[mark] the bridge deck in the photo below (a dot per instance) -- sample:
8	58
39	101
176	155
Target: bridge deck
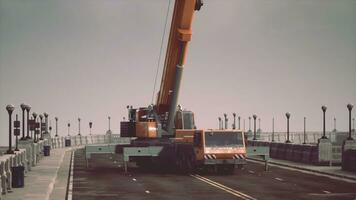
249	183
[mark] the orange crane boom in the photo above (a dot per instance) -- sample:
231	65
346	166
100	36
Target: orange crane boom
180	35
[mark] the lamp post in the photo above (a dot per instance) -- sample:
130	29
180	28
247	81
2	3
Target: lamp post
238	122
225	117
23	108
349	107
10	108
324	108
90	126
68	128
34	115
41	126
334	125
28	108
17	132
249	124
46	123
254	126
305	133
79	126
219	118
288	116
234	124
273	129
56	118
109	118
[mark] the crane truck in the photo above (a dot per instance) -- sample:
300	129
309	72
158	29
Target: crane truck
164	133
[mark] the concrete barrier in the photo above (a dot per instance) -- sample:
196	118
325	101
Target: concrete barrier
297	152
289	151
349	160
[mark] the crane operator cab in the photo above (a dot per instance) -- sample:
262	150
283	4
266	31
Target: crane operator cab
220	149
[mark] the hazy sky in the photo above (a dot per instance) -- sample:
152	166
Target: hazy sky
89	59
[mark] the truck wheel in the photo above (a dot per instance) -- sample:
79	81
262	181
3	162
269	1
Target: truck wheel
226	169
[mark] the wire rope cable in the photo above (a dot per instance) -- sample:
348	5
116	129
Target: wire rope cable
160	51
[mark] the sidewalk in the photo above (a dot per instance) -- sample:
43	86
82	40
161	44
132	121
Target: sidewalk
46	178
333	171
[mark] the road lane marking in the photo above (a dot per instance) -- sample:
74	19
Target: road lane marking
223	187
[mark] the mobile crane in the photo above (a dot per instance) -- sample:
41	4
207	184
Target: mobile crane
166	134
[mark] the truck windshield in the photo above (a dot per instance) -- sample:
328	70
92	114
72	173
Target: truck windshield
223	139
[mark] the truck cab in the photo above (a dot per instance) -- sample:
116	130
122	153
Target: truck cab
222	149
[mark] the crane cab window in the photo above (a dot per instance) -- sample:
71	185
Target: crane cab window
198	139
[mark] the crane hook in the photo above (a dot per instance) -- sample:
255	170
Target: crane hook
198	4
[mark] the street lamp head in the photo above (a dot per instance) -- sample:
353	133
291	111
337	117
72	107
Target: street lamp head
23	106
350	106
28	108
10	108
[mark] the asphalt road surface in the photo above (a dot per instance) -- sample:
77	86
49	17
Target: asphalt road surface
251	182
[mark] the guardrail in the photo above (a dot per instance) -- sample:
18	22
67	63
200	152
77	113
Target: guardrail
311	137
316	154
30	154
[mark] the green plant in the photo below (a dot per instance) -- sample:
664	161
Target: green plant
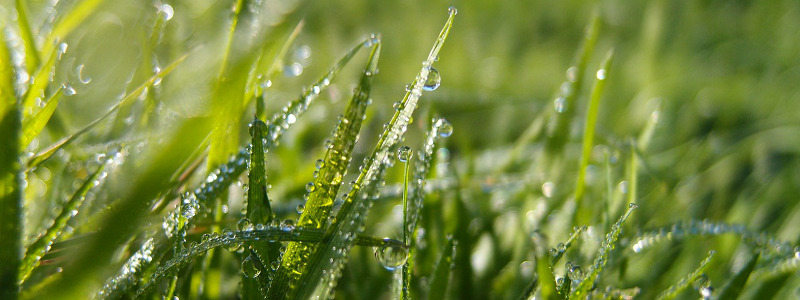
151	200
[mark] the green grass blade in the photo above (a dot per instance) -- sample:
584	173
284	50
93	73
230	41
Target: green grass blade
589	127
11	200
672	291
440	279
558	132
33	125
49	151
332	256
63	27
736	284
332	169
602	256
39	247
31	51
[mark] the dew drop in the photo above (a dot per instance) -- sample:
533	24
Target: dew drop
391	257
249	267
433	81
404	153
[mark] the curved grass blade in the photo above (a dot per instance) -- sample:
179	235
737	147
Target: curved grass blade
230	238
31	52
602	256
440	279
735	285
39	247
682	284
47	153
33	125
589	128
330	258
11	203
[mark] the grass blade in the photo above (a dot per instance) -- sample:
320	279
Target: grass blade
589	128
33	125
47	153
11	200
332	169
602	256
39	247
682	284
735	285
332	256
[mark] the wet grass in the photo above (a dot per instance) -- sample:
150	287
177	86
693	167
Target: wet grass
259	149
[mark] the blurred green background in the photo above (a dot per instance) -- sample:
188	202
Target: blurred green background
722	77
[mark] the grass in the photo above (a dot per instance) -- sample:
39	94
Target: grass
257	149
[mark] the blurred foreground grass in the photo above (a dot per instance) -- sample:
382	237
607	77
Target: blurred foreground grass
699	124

· · · ·

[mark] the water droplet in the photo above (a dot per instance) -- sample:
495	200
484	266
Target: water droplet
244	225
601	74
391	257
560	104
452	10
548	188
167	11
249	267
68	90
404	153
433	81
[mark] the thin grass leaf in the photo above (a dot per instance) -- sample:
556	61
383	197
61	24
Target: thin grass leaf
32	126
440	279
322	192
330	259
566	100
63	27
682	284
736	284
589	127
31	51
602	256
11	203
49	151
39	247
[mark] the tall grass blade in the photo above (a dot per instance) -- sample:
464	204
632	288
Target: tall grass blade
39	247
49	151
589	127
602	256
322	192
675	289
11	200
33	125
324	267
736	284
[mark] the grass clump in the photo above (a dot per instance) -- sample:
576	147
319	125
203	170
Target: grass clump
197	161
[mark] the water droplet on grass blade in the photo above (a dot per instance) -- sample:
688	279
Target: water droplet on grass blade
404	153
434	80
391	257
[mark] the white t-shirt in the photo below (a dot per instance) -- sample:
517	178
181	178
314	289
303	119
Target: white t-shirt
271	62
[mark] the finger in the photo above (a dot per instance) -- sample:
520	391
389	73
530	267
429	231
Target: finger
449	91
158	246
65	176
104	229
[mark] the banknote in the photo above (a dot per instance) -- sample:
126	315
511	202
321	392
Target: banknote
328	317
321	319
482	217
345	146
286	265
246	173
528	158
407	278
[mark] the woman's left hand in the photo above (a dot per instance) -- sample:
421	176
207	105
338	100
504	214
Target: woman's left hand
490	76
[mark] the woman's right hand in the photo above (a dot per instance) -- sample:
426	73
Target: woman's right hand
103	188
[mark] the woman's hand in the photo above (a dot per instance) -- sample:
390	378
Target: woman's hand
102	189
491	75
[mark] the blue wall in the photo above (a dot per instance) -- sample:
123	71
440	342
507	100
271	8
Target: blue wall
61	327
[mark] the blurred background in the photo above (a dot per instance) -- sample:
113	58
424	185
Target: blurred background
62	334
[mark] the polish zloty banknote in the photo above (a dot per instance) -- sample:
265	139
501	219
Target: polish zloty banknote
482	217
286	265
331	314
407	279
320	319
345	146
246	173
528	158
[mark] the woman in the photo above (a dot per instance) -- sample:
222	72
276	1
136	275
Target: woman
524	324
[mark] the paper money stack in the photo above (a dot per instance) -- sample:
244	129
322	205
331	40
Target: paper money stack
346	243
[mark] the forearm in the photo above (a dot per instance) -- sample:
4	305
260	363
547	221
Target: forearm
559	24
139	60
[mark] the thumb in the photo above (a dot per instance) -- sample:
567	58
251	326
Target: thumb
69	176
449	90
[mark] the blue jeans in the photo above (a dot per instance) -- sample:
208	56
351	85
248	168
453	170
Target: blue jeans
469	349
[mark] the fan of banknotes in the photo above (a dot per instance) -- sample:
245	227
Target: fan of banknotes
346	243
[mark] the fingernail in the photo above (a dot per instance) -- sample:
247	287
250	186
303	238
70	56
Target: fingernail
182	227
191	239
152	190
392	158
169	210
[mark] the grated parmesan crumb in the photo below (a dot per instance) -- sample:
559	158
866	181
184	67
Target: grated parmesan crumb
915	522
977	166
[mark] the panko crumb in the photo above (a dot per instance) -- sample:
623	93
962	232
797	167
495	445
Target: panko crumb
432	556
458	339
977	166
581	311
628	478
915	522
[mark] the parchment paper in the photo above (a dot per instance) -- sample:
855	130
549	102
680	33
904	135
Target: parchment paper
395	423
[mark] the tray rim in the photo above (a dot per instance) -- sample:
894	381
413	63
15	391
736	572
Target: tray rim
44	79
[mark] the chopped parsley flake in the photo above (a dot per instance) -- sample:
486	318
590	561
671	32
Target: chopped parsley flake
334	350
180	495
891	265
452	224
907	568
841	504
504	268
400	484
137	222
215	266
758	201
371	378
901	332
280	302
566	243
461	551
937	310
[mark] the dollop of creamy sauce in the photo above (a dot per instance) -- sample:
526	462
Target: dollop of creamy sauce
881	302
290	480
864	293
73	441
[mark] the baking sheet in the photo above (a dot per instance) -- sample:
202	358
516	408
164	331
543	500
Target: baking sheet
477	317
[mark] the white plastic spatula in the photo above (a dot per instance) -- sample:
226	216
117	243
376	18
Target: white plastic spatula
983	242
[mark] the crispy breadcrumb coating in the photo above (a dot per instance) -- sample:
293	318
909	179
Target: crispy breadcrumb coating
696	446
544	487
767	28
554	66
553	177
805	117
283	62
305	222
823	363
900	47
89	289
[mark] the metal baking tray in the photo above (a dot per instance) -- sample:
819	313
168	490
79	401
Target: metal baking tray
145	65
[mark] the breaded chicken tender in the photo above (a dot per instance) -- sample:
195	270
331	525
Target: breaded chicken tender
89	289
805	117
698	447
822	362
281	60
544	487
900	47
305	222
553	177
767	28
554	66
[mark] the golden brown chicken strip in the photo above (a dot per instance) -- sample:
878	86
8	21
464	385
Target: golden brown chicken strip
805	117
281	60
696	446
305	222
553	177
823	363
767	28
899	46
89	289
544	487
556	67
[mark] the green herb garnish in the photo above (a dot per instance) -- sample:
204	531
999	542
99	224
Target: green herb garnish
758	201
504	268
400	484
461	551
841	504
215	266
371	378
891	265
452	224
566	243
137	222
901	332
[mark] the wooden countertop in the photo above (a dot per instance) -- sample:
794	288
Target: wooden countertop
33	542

· · · ·

(What to do): From the entries above, copy every line where the word "below" shows up.

(Answer for this exercise):
[mark] the bridge deck in the photo below (a dot per instance) -- sample:
[mark] the green plant in the photo below (a dot per instance) -- sample:
[mark] the white t-shirt in the photo below (a dot per instance) -- sample:
[mark] the grated parmesan crumb in the photo below (a dot per instance) -- sample:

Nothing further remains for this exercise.